■ REQUIRED WORK: Repeat all the records exactly, omitting pictures.

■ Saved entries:
━━━━
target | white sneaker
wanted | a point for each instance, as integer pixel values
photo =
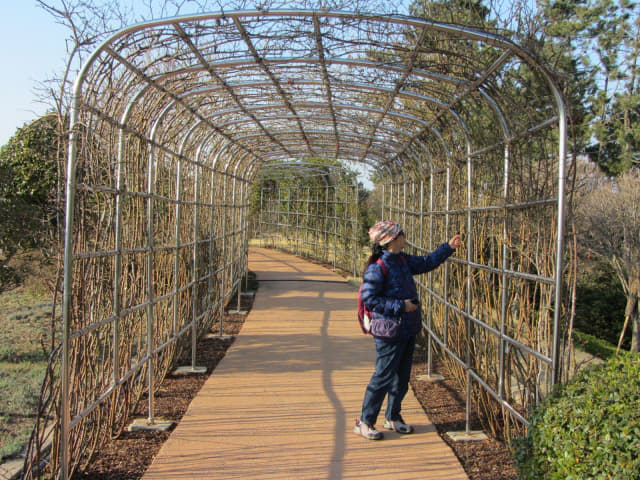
(367, 431)
(398, 425)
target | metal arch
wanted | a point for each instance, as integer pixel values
(388, 169)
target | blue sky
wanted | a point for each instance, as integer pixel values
(33, 49)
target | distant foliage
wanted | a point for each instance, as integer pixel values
(601, 303)
(28, 176)
(590, 428)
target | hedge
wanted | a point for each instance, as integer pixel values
(587, 429)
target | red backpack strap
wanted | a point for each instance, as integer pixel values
(383, 267)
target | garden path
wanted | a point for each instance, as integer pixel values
(283, 401)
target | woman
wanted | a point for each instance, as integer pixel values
(389, 292)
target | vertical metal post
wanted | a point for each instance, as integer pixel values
(65, 373)
(431, 181)
(469, 327)
(150, 292)
(194, 259)
(117, 266)
(562, 154)
(446, 265)
(325, 224)
(505, 278)
(224, 251)
(176, 258)
(356, 229)
(260, 221)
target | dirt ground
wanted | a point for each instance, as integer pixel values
(128, 457)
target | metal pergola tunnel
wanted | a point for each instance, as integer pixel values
(191, 136)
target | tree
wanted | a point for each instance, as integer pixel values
(608, 216)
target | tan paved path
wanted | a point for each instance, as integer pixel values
(283, 401)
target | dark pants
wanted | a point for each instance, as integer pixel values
(393, 369)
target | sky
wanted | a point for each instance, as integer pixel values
(32, 50)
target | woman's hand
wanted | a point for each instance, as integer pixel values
━━━━
■ SOLUTION TO THE PROBLEM:
target | white sneaker
wanted | a point for each instance, as integer pixel values
photo =
(367, 431)
(398, 425)
target | metal arch
wanted | a point for each instance, as integer pixel values
(388, 169)
target | blue sky
wanted | a point for each instance, as integer pixel values
(33, 49)
target | distant foliage
wanted | a point for each instance, as integer pixel values
(601, 303)
(28, 176)
(590, 428)
target | hedge
wanted | a point for each instance, as integer pixel values
(587, 429)
target | red backpack strap
wanted | a point for each instance, as integer pixel values
(383, 267)
target | garden path
wanted | a point for each instance, as integer pixel values
(283, 401)
target | woman
wanted | a point for each instance, as integer pixel values
(389, 292)
target | vertical metal post
wanted | a point for each instance, as integer pixel values
(65, 373)
(431, 181)
(469, 327)
(150, 292)
(194, 259)
(117, 266)
(562, 154)
(446, 265)
(325, 224)
(505, 278)
(224, 251)
(176, 258)
(356, 229)
(260, 221)
target | dirt ground
wanted | a point for each instance, as integer pixel values
(128, 457)
target | metal pergola tunnel
wanted | a point for each instance, as integer pixel values
(191, 136)
target | tree
wanted | a point for each instance, as integer pixel values
(608, 216)
target | tan paved path
wanted | a point for each instance, as integer pixel values
(283, 401)
target | dark pants
wanted | a point for each instance, as integer pixel values
(393, 369)
target | sky
wanted | a point for each instance, as integer pixel values
(32, 50)
target | woman's hand
wanted | a point for each instance, as integer pixel values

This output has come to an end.